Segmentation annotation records

[start]

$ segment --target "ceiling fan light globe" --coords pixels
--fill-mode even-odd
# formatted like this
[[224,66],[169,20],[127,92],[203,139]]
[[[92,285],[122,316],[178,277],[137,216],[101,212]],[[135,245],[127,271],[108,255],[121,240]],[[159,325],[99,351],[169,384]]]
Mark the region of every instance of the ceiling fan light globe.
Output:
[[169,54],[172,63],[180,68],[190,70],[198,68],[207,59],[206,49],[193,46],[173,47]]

[end]

» Task to carry out
Update the records above by changing "ceiling fan light globe" to "pendant lamp shade" wherever it occurs, and reproduce them with everything else left as it is.

» Completed task
$ segment --target "pendant lamp shade" --coords pixels
--fill-mode even-odd
# formatted like this
[[224,66],[169,20],[127,92],[203,139]]
[[[92,285],[122,316],[178,277],[137,216],[101,212]],[[135,245],[127,271],[108,255],[121,240]],[[159,325],[99,351],[169,384]]]
Mark the region of every instance of the pendant lamp shade.
Output:
[[169,54],[172,63],[180,68],[190,70],[198,68],[207,59],[206,49],[193,46],[173,47]]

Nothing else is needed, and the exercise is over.